| OBJECTIVE A |
According to the black hole forum thread below, which equation does QFT use?
| OBJECTIVE B |
Say whether each statement agrees with the black hole forum thread below, and quote the words that decide it: (i) QM uses the Schrodinger equation, which is Lorentz invariant. (ii) The first equation is identified as the photon propagator. (iii) Probabilities are determined using Fourier transformations.
| OBJECTIVE C |
List every capital-letter abbreviation for a branch of physics that appears in the black hole forum thread below.

| SOURCE EXCERPT |
If Black holes slowly evaporate over time is there a point where they stop being a black hole?

[Mordred]

That's ok anyone can easily confirm the first equation is the photon propogator its in dozens of textbooks. It a standard form for the Feymann rules. Including the one I provided lmao

1 hour ago, MSC said:

Mordreds better at explaining his math in plain English than you are at refuting it in plain English. If he's made errors then for the sake of the people that understand the math, provide corrections.

Also chill with the personal attacks. Nobody gets graded for anything said here and cutting the attacks out of sincere debate is entirely within your capabilities. 

That's pretty much how I go about debating philosophical and ethical topics. Where I often stand corrected because it's not a precision science like particle physics is but these are pretty uniform academic standards that you don't even have to attend university to infer from just observing debates in different venues. 

I appreciate you taking the time on this topic. Maybe one day I'll understand the math!

however thanks for the support. 

1 hour ago, MSC said:

 

I appreciate you taking the time on this topic. Maybe one day I'll understand the math!

Takes time but it can be accomplished. If you really want to learn I would start with vectors and spinors learn their components and addition rules. Then do so under field treatments. Once you do that GR becomes rather easy. To get a handle on QM and QFT statistical mechanics is the next route as it also uses the vectors/ spinors.  Path integrals uses momentum space hence you need the above as its momentum space/phase space includes probability wavefunctions for all possible paths (path taken is the least action). The amplitude of that wavefunction giving the highest probability ( the weighted sum). Those probabilities are determined using Fourier transformations.  QFT uses the Klein Gordon equation which is Lorentz invariant. However QM uses the Schrodinger equation which is not Lorentz invariant.

| DATASET EXTRACT |
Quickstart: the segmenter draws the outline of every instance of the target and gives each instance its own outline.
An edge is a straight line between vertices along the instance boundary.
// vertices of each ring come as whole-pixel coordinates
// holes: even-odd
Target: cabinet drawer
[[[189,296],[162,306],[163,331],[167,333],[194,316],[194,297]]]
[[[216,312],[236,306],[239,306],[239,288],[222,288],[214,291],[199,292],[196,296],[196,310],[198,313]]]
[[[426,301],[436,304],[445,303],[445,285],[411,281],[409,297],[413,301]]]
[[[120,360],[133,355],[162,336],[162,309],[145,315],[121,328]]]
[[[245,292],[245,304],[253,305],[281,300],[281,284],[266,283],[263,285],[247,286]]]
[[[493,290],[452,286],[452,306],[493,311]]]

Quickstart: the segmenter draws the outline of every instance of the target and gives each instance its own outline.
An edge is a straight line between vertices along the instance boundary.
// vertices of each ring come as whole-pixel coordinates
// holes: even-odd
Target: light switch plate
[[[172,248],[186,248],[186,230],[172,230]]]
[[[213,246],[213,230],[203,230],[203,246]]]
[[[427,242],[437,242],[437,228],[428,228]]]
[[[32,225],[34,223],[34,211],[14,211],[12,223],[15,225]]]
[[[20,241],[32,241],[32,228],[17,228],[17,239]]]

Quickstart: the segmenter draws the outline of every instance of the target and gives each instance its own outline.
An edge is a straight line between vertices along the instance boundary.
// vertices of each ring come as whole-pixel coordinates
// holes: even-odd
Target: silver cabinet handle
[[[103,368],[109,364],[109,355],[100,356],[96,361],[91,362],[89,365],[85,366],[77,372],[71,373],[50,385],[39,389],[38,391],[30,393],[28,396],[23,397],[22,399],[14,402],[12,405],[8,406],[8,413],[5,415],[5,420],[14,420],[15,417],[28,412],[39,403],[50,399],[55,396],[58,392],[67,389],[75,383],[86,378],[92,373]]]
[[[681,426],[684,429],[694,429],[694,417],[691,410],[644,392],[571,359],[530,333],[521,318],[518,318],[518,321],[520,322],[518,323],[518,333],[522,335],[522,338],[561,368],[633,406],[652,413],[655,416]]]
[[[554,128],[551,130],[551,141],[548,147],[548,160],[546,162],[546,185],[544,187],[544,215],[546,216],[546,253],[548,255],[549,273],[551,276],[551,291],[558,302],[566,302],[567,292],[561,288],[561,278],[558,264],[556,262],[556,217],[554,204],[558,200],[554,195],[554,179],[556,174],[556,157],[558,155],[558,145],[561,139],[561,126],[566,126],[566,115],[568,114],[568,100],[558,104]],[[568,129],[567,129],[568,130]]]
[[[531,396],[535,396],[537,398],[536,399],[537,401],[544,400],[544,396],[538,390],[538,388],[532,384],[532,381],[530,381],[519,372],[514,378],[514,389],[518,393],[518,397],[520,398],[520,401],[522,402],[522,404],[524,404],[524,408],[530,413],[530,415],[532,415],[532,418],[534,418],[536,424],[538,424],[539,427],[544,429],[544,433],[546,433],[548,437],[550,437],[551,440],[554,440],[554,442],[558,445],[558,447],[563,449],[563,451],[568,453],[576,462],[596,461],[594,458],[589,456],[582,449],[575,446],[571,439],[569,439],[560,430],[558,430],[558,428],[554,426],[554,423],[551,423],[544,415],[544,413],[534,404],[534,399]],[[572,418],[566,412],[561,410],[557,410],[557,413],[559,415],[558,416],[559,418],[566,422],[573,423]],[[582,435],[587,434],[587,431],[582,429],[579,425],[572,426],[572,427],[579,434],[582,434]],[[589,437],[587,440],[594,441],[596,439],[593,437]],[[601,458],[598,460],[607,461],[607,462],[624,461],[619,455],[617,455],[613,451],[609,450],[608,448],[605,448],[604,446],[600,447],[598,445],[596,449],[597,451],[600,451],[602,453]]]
* * *
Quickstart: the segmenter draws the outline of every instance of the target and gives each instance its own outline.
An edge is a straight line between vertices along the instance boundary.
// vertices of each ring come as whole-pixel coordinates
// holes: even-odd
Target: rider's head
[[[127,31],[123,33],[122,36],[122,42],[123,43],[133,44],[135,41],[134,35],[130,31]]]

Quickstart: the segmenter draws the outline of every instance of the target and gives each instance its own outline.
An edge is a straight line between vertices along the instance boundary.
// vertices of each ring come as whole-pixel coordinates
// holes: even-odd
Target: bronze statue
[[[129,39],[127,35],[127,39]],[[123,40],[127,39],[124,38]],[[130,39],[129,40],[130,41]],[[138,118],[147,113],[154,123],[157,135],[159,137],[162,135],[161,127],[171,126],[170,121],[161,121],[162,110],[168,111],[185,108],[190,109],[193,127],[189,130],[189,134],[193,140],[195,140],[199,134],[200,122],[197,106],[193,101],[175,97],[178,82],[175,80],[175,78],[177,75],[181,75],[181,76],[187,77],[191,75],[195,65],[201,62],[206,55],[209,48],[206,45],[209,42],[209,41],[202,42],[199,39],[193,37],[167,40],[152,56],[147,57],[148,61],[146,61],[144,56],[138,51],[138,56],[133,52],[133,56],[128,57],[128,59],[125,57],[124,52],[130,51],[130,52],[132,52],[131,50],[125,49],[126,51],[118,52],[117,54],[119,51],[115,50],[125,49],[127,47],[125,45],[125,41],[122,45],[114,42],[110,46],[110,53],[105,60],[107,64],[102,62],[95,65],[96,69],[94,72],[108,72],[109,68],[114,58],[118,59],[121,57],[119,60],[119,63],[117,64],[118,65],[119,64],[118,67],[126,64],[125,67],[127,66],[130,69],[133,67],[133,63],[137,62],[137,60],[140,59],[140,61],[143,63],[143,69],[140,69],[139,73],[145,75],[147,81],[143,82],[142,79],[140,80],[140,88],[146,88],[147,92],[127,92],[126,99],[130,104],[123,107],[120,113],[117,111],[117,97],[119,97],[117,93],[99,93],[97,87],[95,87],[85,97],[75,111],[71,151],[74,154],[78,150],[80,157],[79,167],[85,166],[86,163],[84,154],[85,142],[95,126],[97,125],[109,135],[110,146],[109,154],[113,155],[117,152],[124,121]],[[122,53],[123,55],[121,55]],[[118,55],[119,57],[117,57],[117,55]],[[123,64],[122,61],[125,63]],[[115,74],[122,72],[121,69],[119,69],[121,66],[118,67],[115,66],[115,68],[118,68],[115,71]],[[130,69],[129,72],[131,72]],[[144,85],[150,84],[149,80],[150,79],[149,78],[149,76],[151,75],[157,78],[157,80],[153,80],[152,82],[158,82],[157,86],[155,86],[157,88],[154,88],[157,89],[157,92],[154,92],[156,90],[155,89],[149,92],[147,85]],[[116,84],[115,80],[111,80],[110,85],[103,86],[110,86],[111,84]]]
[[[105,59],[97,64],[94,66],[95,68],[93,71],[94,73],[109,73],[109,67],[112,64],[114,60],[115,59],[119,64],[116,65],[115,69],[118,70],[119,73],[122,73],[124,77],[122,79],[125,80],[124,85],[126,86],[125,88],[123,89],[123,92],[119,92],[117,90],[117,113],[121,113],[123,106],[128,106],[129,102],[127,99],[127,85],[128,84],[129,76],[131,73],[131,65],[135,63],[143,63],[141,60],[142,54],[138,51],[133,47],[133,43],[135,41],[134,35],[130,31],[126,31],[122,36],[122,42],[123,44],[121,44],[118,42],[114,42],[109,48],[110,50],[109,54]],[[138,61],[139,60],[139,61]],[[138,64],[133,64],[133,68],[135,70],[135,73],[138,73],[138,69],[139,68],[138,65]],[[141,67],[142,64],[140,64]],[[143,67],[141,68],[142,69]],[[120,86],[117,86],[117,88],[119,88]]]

| EXERCISE RESULT A |
The Klein Gordon equation, which is Lorentz invariant.

| EXERCISE RESULT B |
(i) No: "However QM uses the Schrodinger equation which is not Lorentz invariant."
(ii) Yes: "anyone can easily confirm the first equation is the photon propogator"
(iii) Yes: "Those probabilities are determined using Fourier transformations."

| EXERCISE RESULT C |
GR, QM, QFT